### REQUIREMENTS
Please rewrite these rows with every "banner pole" switched to "flagpole" and everything else left as it is.

### INPUT RECORDS
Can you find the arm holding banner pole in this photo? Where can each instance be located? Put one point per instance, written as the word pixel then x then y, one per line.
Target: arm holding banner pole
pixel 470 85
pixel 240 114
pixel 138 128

### EXERCISE SOLUTION
Can you find the arm holding flagpole in this photo? Where can each instance be located? Put one point per instance, written as the word pixel then x then y, one per line.
Target: arm holding flagpole
pixel 470 85
pixel 240 114
pixel 138 128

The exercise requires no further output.